What you should do: Reproduce the complete listing without any deviation.

(Excerpts from point annotation data)
━━━━━━━━━━━━━━━━

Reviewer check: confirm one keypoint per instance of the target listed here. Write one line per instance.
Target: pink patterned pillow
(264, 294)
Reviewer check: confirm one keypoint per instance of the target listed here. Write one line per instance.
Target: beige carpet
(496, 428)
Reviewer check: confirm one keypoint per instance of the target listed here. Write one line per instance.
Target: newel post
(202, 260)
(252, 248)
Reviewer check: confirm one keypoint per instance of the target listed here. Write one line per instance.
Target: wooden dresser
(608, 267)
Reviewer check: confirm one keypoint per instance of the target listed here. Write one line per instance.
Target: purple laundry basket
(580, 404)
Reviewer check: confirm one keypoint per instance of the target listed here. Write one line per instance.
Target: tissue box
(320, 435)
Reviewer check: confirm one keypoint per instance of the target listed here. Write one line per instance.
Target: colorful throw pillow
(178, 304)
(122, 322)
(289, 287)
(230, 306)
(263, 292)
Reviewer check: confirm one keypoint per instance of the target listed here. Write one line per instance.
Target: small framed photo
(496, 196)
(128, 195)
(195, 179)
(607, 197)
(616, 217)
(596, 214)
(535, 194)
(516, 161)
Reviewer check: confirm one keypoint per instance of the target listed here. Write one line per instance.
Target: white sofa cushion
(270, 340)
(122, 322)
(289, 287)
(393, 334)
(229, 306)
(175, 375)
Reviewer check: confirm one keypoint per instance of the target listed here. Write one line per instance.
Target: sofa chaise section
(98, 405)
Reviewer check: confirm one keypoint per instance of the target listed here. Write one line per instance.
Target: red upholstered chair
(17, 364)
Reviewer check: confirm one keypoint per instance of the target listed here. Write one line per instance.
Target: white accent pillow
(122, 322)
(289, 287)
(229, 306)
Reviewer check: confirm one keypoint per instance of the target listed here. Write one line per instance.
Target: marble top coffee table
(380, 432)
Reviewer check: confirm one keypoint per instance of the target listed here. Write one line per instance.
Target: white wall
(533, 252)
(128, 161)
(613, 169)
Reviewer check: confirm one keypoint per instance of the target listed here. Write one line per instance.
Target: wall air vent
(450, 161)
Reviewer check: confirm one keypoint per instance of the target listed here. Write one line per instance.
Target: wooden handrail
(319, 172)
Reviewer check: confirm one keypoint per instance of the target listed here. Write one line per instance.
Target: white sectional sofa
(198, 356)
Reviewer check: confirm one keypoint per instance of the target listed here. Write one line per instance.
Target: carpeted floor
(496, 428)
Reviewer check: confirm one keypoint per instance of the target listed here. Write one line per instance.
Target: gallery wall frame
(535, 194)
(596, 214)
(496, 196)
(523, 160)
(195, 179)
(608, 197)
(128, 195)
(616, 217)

━━━━━━━━━━━━━━━━

Output of the exercise:
Reviewer check: confirm one keypoint per instance of the target listed here. Write one line per instance.
Target: pink patterned pillow
(264, 294)
Reviewer check: confirm one keypoint per instance of the target listed here. Write one line per instance.
Target: beige carpet
(496, 428)
Reviewer check: confirm one keypoint per instance of the target listed here. Write one line per instance.
Target: newel post
(202, 260)
(252, 248)
Reviewer check: confirm one keypoint per instance of the target listed here. Write one line per instance.
Target: wooden dresser
(608, 267)
Reviewer check: confirm one keypoint per instance of the target listed here. Write one line per instance.
Target: purple laundry basket
(580, 404)
Reviewer check: confirm one keypoint per instance of the target listed here. Write one line per instance.
Target: tissue box
(320, 435)
Reviewer check: confirm one keypoint per instance of the target listed here. Write one line per instance.
Target: colorful throw pillow
(178, 304)
(122, 322)
(289, 287)
(230, 306)
(263, 292)
Reviewer check: confirm one keypoint per instance of the target listed here. Write one line per instance.
Target: small framed photo
(496, 196)
(128, 195)
(195, 179)
(607, 197)
(616, 217)
(596, 214)
(535, 194)
(516, 161)
Reviewer check: confirm one keypoint per instance of the target listed here. Write one line per instance.
Target: white sofa cushion
(270, 340)
(122, 322)
(289, 287)
(393, 334)
(229, 306)
(175, 375)
Reviewer check: confirm one keypoint per instance of the target listed here. Write one line per instance.
Target: sofa chaise section
(98, 405)
Reviewer check: confirm one keypoint per instance of the target listed here. Write one line per instance.
Target: red upholstered chair
(17, 364)
Reviewer check: confirm one keypoint per instance of the target listed here. Write one line per instance.
Target: white accent pillow
(122, 322)
(289, 287)
(229, 306)
Reviewer check: confirm one keypoint per instance of the target listed here. Write one line per instance.
Target: marble top coffee table
(380, 432)
Reviewer check: confirm one keypoint per instance of the target listed here. Write one line per instance.
Target: white wall
(533, 252)
(128, 161)
(613, 169)
Reviewer check: confirm one keypoint per instance of the target listed here. Write one line per instance.
Target: wall air vent
(450, 161)
Reviewer check: confirm one keypoint per instance of the target listed here. Write one line per instance.
Target: wooden handrail
(319, 172)
Reviewer check: confirm one keypoint per instance of the target listed here. Write one line per instance.
Target: white sectional sofa
(198, 356)
Reviewer check: confirm one keypoint per instance of the target listed here. Write one line per instance.
Target: carpeted floor
(496, 428)
Reviewer check: confirm one keypoint per instance of the target listed here. Write one line per instance.
Target: gallery wall frame
(535, 194)
(596, 214)
(496, 196)
(523, 160)
(195, 179)
(608, 197)
(128, 195)
(616, 217)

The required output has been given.